# [KURZE AUFGABE A]
Was fällt laut dem Text über Westfalen Nicht-Westfalen als Erstes zu der Region ein?

Exkurs in Heimatkunde

Was ist Westfalen?

Westfalen, meine Heimat. Warum ich hier darüber schreibe? Weil ich mich hier richtig heimisch fühle, weil ich hier verwurzelt bin und weil am 9.4.03 ein netter Artikel in der Neuen Westfälischen über Westfalen im Allgemeinen stand.

Eine Umfrage der Stiftung Westfalen-Initiative besagt, dass die Bewohner der Region in erster Linie als gastlich, sympatisch und gepflegt gelten. Dabei sind die Westfalen eher zurückhaltend und betrachten sich als weniger weltoffen und fortschrittlich als es die Sichtweise der restlichen Bevölkerung ist, und immerhin kennen 90% aller Einwohner Westfalen. Dann wollen wir uns mal kritisch damit auseinander setzen:

- "Als erstes fällt Nicht-Westfalen zu der Region ein, dass sie grün und ländlich ist."
Jaha, dem kann ich umunwunden zustimmen, die Wahrscheinlichkeit bei gutem Wetter einen durchdringenden ländlichen Duft wahrnehmen zu können ist nahezu 100%, soviel Gegend haben wir drumherum.

- "Einzelne Städte wie Bielefeld, Dortmund und Münster stünden allerdings ebenfalls sinnbildlich für Westfalen"
Ich vermute, dass man wohl kaum grössere Gegensätze zusammensuchen konnte: Bielefeld, ein Moloch, in dem man nicht tot über dem Zaun hängen möchte, Dortmund, eine echte Ruhrgebietsstadt und Münster, wo es mehr Fahrräder als Einwohner gibt.

Gespeicherte Einträge aus einer Sammlung:
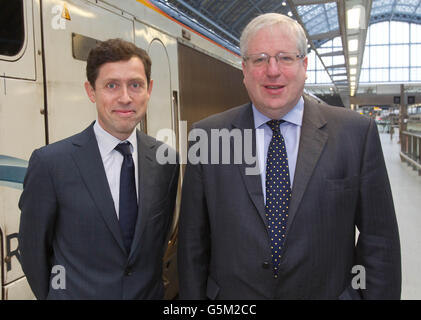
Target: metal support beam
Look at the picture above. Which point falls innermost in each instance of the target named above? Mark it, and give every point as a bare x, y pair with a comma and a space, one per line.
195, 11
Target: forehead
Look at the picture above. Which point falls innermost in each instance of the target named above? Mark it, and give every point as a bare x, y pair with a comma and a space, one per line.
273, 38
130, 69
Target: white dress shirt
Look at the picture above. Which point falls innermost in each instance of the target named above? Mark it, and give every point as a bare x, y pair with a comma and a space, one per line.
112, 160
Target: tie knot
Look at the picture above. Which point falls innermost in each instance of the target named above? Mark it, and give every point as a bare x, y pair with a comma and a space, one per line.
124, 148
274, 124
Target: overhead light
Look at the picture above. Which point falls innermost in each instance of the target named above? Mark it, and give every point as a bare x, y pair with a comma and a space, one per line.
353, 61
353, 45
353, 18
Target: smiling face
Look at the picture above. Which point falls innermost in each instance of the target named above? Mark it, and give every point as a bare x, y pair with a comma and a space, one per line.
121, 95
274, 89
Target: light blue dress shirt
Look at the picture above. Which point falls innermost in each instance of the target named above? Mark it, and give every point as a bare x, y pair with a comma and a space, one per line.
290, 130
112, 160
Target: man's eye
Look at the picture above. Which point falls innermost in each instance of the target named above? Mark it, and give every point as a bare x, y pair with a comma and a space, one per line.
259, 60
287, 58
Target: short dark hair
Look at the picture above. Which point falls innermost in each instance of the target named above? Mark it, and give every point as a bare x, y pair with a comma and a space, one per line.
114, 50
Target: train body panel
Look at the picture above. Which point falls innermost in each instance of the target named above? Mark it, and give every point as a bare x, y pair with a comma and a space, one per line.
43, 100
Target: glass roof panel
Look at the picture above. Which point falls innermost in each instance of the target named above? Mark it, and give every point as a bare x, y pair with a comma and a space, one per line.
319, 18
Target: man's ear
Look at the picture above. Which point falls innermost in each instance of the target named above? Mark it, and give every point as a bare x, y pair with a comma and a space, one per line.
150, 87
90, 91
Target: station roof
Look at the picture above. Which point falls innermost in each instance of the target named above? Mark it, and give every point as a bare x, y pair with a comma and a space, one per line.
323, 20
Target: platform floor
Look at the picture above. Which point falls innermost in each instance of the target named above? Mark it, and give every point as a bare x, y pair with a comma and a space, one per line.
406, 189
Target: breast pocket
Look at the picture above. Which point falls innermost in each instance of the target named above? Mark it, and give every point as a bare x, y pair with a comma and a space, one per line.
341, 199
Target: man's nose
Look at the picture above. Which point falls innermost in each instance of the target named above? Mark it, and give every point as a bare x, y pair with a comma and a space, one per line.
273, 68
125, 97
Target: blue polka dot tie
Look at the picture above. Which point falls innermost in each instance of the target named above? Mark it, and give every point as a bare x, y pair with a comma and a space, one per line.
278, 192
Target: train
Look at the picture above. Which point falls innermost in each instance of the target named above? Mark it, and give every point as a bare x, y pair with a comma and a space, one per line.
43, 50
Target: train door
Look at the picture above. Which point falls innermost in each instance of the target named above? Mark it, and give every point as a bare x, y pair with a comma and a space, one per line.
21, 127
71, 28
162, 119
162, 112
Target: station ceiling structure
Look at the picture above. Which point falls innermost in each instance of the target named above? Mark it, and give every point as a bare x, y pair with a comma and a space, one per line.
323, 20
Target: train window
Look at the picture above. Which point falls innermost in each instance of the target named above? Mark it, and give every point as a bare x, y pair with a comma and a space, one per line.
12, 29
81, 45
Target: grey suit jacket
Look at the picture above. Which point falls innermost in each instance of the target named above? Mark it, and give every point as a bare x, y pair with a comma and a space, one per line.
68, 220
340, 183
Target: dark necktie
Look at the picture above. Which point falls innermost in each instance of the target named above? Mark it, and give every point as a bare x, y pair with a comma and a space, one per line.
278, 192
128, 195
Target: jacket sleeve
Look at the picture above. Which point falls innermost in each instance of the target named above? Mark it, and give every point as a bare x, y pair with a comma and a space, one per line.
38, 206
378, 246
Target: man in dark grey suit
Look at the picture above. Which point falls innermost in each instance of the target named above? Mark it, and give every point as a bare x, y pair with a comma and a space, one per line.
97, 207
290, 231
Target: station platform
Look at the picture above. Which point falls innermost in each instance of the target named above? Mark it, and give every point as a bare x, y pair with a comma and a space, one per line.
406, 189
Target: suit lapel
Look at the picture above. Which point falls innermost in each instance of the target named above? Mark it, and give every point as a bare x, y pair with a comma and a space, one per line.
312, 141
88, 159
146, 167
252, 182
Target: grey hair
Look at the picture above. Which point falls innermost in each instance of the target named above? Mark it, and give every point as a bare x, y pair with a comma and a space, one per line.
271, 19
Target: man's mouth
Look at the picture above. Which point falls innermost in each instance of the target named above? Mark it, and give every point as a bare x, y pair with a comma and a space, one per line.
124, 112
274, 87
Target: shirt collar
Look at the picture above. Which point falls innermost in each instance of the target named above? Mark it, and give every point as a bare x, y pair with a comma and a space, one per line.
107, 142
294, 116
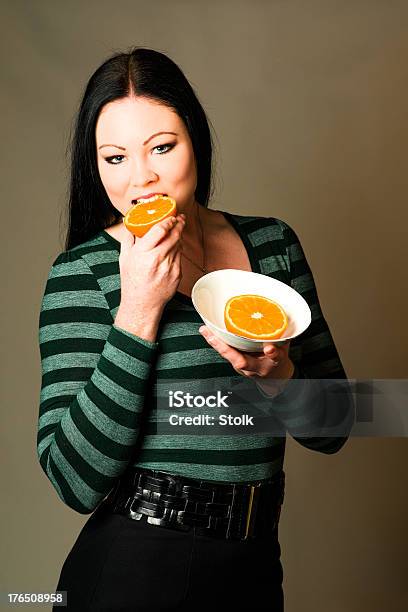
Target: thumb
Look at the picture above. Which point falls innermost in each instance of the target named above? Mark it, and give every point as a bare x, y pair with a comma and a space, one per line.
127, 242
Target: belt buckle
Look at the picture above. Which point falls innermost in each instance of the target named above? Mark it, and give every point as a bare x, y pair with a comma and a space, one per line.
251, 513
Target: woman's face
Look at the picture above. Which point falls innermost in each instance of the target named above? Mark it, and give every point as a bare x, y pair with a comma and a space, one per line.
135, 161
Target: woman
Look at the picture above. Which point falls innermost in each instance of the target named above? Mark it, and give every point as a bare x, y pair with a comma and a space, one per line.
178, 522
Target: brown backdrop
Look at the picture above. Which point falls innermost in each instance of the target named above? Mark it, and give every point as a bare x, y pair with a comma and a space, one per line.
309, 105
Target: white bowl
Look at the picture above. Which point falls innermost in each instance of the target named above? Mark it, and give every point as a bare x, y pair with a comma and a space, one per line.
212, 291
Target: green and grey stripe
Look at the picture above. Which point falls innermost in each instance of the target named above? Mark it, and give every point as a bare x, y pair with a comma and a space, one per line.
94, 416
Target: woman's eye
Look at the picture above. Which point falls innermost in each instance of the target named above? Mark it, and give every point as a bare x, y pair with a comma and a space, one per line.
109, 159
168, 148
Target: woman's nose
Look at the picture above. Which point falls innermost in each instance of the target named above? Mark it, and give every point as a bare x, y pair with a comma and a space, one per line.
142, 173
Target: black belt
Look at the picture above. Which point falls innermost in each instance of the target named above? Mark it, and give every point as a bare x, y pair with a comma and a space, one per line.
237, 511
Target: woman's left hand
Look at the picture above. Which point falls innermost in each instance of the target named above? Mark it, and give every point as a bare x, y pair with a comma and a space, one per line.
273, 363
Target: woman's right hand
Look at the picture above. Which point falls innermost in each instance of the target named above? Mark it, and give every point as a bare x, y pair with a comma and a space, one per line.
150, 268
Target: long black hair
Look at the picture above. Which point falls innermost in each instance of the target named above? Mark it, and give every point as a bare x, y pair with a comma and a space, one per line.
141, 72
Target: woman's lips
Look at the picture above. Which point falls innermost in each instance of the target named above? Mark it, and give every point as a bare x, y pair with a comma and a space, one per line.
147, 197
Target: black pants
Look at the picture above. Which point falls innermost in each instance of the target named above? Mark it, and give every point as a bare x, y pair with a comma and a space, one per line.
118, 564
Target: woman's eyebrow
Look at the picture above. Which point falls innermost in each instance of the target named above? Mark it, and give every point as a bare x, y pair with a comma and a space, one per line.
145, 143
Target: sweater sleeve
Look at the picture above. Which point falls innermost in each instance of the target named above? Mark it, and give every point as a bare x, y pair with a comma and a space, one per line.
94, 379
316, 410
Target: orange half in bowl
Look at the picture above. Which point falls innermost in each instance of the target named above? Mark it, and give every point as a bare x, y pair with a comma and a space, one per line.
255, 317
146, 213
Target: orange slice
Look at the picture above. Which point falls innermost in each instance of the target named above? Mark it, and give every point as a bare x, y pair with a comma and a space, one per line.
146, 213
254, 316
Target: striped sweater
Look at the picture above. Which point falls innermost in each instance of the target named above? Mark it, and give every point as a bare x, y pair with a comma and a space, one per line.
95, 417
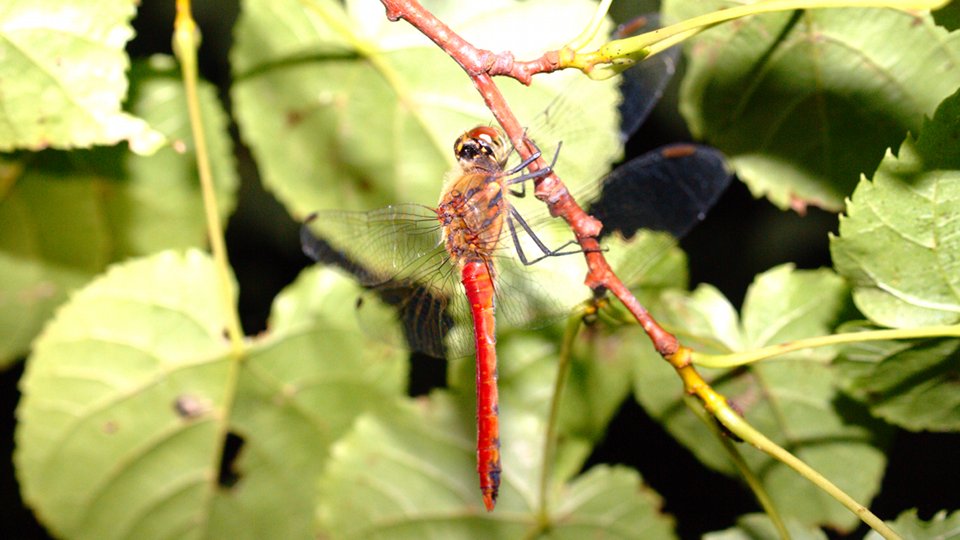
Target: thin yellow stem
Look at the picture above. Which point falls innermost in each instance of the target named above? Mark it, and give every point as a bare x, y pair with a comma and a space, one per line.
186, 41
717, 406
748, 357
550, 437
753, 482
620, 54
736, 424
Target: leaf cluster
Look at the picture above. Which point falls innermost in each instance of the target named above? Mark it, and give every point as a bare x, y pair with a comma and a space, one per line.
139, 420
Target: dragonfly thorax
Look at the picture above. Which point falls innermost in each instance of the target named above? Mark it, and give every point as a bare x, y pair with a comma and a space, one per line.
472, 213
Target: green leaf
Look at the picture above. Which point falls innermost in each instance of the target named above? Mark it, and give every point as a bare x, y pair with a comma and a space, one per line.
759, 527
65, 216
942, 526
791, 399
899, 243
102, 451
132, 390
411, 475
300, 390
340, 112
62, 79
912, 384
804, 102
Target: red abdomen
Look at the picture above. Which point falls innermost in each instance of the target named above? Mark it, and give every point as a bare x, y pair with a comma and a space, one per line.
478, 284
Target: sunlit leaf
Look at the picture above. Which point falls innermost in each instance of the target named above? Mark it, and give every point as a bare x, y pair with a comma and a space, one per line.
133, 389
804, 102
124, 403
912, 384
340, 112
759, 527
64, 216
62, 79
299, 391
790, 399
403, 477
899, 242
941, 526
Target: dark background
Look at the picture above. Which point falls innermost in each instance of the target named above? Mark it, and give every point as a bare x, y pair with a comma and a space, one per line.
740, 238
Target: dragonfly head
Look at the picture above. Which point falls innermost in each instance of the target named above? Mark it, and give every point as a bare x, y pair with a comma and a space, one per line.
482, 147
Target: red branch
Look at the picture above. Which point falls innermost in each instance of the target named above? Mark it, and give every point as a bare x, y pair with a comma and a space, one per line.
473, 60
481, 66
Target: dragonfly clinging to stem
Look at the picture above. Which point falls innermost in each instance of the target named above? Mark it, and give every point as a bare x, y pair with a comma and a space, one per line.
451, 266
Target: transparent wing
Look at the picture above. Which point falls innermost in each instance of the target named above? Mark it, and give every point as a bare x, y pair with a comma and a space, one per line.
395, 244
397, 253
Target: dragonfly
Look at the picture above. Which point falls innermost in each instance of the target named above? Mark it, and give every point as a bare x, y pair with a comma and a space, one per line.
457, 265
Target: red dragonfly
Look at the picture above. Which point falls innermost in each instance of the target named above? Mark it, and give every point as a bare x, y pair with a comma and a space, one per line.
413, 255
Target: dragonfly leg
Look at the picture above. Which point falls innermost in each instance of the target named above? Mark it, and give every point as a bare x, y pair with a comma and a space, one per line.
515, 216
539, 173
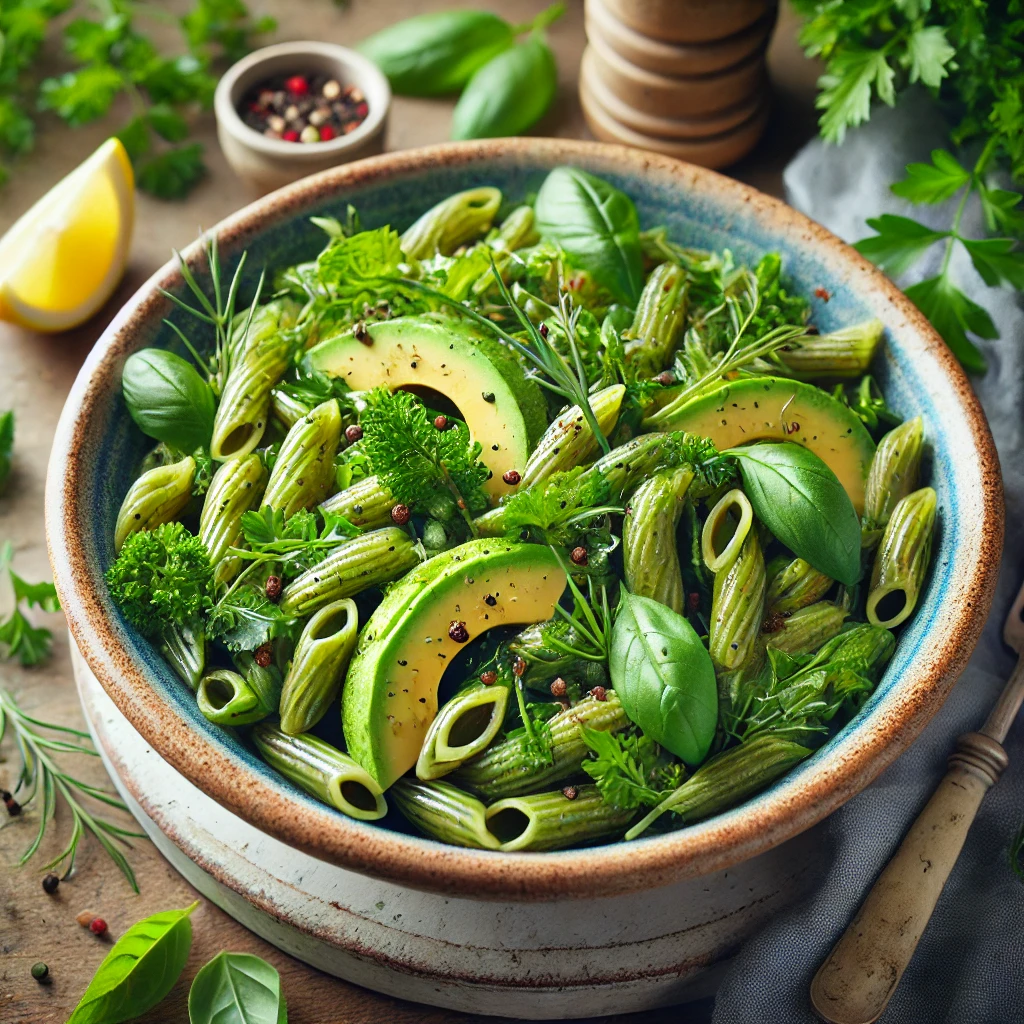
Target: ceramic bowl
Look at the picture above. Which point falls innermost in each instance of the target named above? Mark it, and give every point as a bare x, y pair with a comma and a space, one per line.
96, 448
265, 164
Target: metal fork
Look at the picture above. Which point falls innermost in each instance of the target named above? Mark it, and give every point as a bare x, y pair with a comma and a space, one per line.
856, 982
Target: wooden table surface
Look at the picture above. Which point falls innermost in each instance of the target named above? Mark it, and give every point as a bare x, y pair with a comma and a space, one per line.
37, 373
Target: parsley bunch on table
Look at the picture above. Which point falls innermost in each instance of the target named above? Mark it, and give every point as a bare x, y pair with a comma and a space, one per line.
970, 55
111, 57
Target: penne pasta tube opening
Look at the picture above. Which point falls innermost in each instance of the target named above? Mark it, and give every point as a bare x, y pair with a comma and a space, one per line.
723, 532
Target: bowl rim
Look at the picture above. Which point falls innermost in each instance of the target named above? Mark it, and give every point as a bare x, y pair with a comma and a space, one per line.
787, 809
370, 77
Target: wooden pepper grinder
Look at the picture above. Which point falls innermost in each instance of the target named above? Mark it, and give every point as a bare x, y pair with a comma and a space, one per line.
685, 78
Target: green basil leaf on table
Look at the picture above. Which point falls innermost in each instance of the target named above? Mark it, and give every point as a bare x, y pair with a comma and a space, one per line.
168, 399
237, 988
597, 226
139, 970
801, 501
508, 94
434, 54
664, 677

# [KURZE AUFGABE B]
Ermitteln Sie unter den Zeilen oben jede, die die Zeichenfolge "roof" enthält, und geben Sie diese Zeilen vollständig wieder. Groß- und Kleinschreibung ist zu beachten.

# [VOLLSTÄNDIGE ANTWORT A]
Dass sie grün und ländlich ist.

# [VOLLSTÄNDIGE ANTWORT B]
Target: glass roof panel
Target: station roof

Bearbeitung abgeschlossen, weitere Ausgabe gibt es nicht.